Sin compromiso ético
La dictadura, por su origen y sentido, llevó a su extremo más execrable la eliminación de la norma. Con el advenimiento de la democracia, confiamos en la oportunidad histórica de recrear la República. Pero, aunque la República renació como proyecto emancipador, hoy ni siquiera necesitamos una dictadura para ser presos de un sistema que se gestó amparado en una nobleza de principios, pero que terminó por prohijar, entre otros vástagos indeseables, los DNU, las listas sábana y las testimoniales, el clientelismo y la burocracia sindical, hermanos de la pobreza estructural, la hambruna del Impenetrable y el dengue, que pega a los más vulnerables.

== Datos proporcionados ==
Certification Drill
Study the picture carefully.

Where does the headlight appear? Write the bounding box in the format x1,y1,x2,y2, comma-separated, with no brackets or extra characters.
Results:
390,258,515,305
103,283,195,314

== Consigna escrita A ==
Según el texto sobre la democracia y la República, ¿por qué la dictadura llevó a su extremo más execrable la eliminación de la norma? Explícalo en una a tres oraciones.
== Consigna escrita B ==
Retoma el texto sobre la democracia y la República a continuación de su última oración.

== Respuesta del ejercicio A ==
El texto lo atribuye al origen y al sentido de la dictadura. Por ambos llevó a su extremo más execrable la eliminación de la norma.

== Respuesta del ejercicio B ==
Atrapados en ciertos códigos que asimilan la ética a la acción política (como si la ética sólo pudiera ser exigida a quienes se han sabido ganar el poder, o incluso a quienes sólo lo detentan), convivimos con una banalización de los valores, convertidos en estrategia de marketing al servicio de intereses partidarios o corporativos, cuando no en beneficio de intereses privados. Y a juzgar por los resultados, estamos sometidos al poder de los peores alumnos de las tantas escuelas de políticas públicas con las que cuenta el país (créase o no, la Argentina se encuentra en quinto lugar entre las naciones con mayor número de institutos, universidades y centros de estudios que elaboran informes sobre política y economía, apenas detrás de los Estados Unidos, Gran Bretaña, Alemania y Francia).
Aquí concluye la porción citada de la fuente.